PROBLEM DETAILS: Where a line holds the word "innermost", count it, then give only the total for the entries below.

DATA:
"""

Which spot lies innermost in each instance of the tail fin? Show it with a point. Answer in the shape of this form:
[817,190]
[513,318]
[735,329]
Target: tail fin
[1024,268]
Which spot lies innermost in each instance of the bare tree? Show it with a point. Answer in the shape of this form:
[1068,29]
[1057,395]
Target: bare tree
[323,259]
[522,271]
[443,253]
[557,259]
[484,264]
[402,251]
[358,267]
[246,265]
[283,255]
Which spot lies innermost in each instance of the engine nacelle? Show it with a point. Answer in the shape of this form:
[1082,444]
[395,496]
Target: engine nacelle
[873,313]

"""
"""

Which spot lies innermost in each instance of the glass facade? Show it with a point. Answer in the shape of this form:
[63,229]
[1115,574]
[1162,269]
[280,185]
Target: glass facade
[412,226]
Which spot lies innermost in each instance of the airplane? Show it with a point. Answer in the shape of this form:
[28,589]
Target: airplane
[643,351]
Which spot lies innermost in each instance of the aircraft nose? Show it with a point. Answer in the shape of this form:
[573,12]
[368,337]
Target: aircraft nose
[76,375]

"""

OUTPUT FOR THIS TASK: 6